== Deine Aufgabe ==
Gib alle folgenden Zeilen als nummerierte Liste wieder und lass dabei die Leerzeilen weg.

== Zeilen im Datensatz ==

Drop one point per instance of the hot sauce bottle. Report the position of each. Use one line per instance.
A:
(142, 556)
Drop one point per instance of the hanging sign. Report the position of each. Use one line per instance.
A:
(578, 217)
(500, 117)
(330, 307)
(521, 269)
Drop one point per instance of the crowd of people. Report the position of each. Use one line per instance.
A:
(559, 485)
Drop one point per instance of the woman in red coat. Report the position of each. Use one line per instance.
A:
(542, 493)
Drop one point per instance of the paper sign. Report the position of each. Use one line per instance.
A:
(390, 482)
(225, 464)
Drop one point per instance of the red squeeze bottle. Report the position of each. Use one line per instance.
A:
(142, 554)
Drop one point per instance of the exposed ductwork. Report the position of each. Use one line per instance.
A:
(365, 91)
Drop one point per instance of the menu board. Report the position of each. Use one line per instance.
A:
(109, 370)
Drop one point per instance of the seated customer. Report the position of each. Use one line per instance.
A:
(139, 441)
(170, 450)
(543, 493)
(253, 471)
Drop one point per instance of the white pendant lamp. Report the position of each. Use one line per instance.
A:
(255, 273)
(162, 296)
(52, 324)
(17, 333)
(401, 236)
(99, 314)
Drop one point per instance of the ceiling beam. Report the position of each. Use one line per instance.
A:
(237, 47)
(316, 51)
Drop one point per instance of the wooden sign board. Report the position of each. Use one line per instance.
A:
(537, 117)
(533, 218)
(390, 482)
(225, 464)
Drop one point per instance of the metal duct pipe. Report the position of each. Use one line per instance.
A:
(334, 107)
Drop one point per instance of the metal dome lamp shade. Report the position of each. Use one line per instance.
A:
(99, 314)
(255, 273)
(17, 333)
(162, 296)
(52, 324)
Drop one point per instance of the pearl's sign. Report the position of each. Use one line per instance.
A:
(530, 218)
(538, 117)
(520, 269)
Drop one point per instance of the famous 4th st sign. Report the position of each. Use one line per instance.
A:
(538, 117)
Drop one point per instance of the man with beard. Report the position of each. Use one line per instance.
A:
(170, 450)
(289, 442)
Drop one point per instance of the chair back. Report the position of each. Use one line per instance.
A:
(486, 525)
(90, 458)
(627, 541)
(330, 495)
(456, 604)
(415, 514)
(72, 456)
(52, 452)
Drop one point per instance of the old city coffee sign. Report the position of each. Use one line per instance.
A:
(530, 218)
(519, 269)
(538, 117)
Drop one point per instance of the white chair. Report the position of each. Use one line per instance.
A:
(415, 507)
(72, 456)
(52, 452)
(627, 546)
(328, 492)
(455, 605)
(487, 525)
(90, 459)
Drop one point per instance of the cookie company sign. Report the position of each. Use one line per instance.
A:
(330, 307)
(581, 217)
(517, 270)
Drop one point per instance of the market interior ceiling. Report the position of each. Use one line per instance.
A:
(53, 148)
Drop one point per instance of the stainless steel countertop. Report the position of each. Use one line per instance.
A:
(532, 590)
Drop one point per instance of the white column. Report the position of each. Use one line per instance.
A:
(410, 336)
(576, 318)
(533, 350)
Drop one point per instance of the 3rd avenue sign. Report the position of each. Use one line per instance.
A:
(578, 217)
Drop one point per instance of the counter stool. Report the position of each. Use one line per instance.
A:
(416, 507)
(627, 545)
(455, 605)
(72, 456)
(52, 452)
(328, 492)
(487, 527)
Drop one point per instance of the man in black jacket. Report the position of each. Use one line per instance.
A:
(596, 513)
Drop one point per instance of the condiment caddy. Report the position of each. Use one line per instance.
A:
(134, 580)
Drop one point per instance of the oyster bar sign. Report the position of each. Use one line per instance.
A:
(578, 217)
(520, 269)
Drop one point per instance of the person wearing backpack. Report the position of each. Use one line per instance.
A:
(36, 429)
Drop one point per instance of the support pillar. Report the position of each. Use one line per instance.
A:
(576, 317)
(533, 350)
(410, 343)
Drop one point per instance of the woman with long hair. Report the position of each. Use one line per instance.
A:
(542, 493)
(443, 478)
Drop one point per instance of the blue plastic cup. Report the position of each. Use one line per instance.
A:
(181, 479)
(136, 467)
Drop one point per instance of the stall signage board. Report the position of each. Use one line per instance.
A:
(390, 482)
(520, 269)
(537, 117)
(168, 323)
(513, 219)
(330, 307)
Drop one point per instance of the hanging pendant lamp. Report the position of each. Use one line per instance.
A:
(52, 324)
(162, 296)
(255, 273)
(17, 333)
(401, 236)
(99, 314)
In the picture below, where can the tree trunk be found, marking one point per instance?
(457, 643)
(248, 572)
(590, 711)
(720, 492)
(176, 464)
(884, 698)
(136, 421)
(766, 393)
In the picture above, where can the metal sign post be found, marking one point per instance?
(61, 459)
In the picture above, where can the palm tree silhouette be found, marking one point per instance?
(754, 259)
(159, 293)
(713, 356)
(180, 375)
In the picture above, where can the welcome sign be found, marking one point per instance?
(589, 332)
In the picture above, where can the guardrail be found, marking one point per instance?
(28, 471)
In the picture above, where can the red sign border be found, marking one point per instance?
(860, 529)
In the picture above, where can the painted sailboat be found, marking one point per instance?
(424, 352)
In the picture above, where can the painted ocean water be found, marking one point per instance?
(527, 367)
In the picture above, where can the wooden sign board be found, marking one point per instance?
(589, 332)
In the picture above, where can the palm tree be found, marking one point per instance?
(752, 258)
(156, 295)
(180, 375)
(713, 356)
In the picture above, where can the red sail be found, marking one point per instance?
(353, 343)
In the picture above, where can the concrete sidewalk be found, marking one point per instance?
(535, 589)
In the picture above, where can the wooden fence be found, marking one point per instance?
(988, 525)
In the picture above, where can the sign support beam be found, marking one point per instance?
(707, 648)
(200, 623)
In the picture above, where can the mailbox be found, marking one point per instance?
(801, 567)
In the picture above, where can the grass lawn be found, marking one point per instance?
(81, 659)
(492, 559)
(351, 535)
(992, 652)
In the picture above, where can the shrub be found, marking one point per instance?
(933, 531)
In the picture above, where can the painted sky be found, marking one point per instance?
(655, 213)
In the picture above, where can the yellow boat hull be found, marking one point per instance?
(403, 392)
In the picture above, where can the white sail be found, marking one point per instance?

== Lösung der Aufgabe ==
1. Drop one point per instance of the hot sauce bottle. Report the position of each. Use one line per instance.
2. A:
3. (142, 556)
4. Drop one point per instance of the hanging sign. Report the position of each. Use one line per instance.
5. A:
6. (578, 217)
7. (500, 117)
8. (330, 307)
9. (521, 269)
10. Drop one point per instance of the crowd of people. Report the position of each. Use one line per instance.
11. A:
12. (559, 485)
13. Drop one point per instance of the woman in red coat. Report the position of each. Use one line per instance.
14. A:
15. (542, 493)
16. Drop one point per instance of the paper sign. Report the position of each. Use one line per instance.
17. A:
18. (390, 482)
19. (225, 464)
20. Drop one point per instance of the red squeeze bottle. Report the position of each. Use one line per instance.
21. A:
22. (142, 554)
23. Drop one point per instance of the exposed ductwork. Report the position of each. Use one line per instance.
24. A:
25. (365, 91)
26. Drop one point per instance of the menu board. Report the position of each. Use one line per instance.
27. A:
28. (109, 370)
29. Drop one point per instance of the seated customer. Report the position of each. Use one line per instance.
30. A:
31. (139, 441)
32. (170, 450)
33. (543, 493)
34. (253, 471)
35. Drop one point per instance of the white pendant lamp. Report the position of each. Use one line per instance.
36. A:
37. (255, 273)
38. (162, 296)
39. (52, 324)
40. (17, 333)
41. (401, 236)
42. (99, 314)
43. Drop one point per instance of the ceiling beam. Report the position of each. Use one line per instance.
44. A:
45. (237, 47)
46. (316, 51)
47. Drop one point per instance of the wooden sign board. Report the position of each. Use one line per instance.
48. A:
49. (537, 117)
50. (533, 218)
51. (390, 482)
52. (225, 464)
53. Drop one point per instance of the metal duct pipe. Report the position of each. Use one line per instance.
54. A:
55. (334, 107)
56. Drop one point per instance of the metal dome lamp shade. Report the position of each. Use one line per instance.
57. A:
58. (99, 314)
59. (255, 273)
60. (17, 333)
61. (162, 296)
62. (52, 324)
63. Drop one point per instance of the pearl's sign. Report the position of each. Use one line per instance.
64. A:
65. (530, 218)
66. (538, 117)
67. (520, 269)
68. Drop one point per instance of the famous 4th st sign. Report the position of each. Use one line per instance.
69. A:
70. (538, 117)
71. Drop one point per instance of the man with beard. Report the position of each. Use one line per instance.
72. A:
73. (170, 450)
74. (289, 442)
75. Drop one point per instance of the chair back. Report the position of each. Use one line per instance.
76. A:
77. (486, 525)
78. (90, 458)
79. (627, 541)
80. (330, 495)
81. (456, 604)
82. (415, 514)
83. (72, 456)
84. (52, 452)
85. Drop one point per instance of the old city coffee sign. Report the position of each. Use one line per instance.
86. A:
87. (530, 218)
88. (519, 269)
89. (538, 117)
90. Drop one point per instance of the white chair. Report the position of each. Use one line per instance.
91. A:
92. (415, 507)
93. (72, 456)
94. (52, 452)
95. (627, 546)
96. (328, 492)
97. (455, 605)
98. (487, 525)
99. (90, 459)
100. Drop one point per instance of the cookie company sign. Report the position of each. Use one line per instance.
101. A:
102. (330, 307)
103. (581, 217)
104. (517, 270)
105. Drop one point per instance of the market interior ceiling. Report the position of each. Use one line per instance.
106. A:
107. (53, 148)
108. Drop one point per instance of the stainless steel countertop. Report the position of each. Use one line per instance.
109. A:
110. (532, 590)
111. Drop one point per instance of the white column. Report the position of each. Use one line per instance.
112. A:
113. (410, 336)
114. (576, 318)
115. (533, 350)
116. Drop one point per instance of the 3rd avenue sign. Report the position of each. Use one line per instance.
117. A:
118. (578, 217)
119. Drop one point per instance of the counter stool. Report the position of each. Use one line per instance.
120. A:
121. (416, 507)
122. (627, 545)
123. (455, 605)
124. (72, 456)
125. (52, 452)
126. (328, 492)
127. (487, 527)
128. Drop one point per instance of the man in black jacket. Report the position of each. Use one line per instance.
129. A:
130. (596, 513)
131. Drop one point per instance of the condiment caddy. Report the position of each. Use one line per instance.
132. A:
133. (134, 580)
134. Drop one point per instance of the oyster bar sign. Report the position of each. Use one line per instance.
135. A:
136. (578, 217)
137. (520, 269)
138. Drop one point per instance of the person wearing backpack. Report the position of each. Use one line per instance.
139. A:
140. (36, 429)
141. Drop one point per instance of the support pillar. Report the position of each. Use one line per instance.
142. A:
143. (576, 317)
144. (533, 350)
145. (410, 343)
146. Drop one point per instance of the woman with long hair. Report the position of each. Use one line per instance.
147. A:
148. (542, 493)
149. (443, 478)
150. Drop one point per instance of the blue plastic cup. Report the position of each. Use one line per instance.
151. A:
152. (181, 479)
153. (136, 467)
154. Drop one point per instance of the stall signage board. Report the position of each. Use one line per instance.
155. A:
156. (390, 482)
157. (520, 269)
158. (537, 117)
159. (168, 323)
160. (513, 219)
161. (330, 307)
162. Drop one point per instance of the hanging pendant lamp. Report the position of each. Use one line per instance.
163. A:
164. (52, 324)
165. (162, 296)
166. (255, 273)
167. (17, 333)
168. (401, 236)
169. (99, 314)
170. In the picture below, where can the tree trunk be found, marking one point per instance?
171. (457, 643)
172. (248, 572)
173. (590, 711)
174. (720, 492)
175. (176, 464)
176. (884, 698)
177. (136, 421)
178. (766, 393)
179. In the picture above, where can the metal sign post be found, marking one point per instance?
180. (61, 459)
181. In the picture above, where can the palm tree silhouette be found, marking one point per instance?
182. (754, 259)
183. (159, 293)
184. (713, 356)
185. (180, 375)
186. In the picture above, where can the welcome sign be found, marking one point per instance?
187. (589, 332)
188. In the picture above, where can the guardrail be found, marking one point per instance?
189. (28, 471)
190. In the picture above, where can the red sign border be found, marking one point per instance?
191. (860, 529)
192. In the picture above, where can the painted sailboat be found, marking one point per instance?
193. (424, 352)
194. In the picture above, where can the painted ocean water be found, marking one point per instance?
195. (527, 367)
196. In the picture above, where can the wooden sign board be found, marking one point per instance?
197. (589, 332)
198. In the picture above, where can the palm tree be found, marking one point per instance?
199. (752, 258)
200. (156, 295)
201. (180, 375)
202. (713, 356)
203. In the picture above, where can the red sail be found, marking one point per instance?
204. (353, 343)
205. In the picture above, where can the concrete sidewalk be found, marking one point per instance?
206. (535, 589)
207. In the picture above, where can the wooden fence be found, marking one point per instance?
208. (988, 525)
209. In the picture above, where can the sign support beam be found, marking one point per instance?
210. (707, 648)
211. (200, 623)
212. In the picture above, where can the mailbox be found, marking one point per instance?
213. (801, 567)
214. In the picture above, where can the grass lawn be found, marking one point per instance?
215. (81, 659)
216. (492, 559)
217. (351, 535)
218. (992, 652)
219. In the picture above, where can the shrub be found, marking one point per instance?
220. (933, 531)
221. In the picture above, where can the painted sky be found, marking one point per instance?
222. (655, 213)
223. In the picture above, where can the yellow boat hull be found, marking one point per instance?
224. (403, 392)
225. In the picture above, where can the white sail be found, marking one point per instance?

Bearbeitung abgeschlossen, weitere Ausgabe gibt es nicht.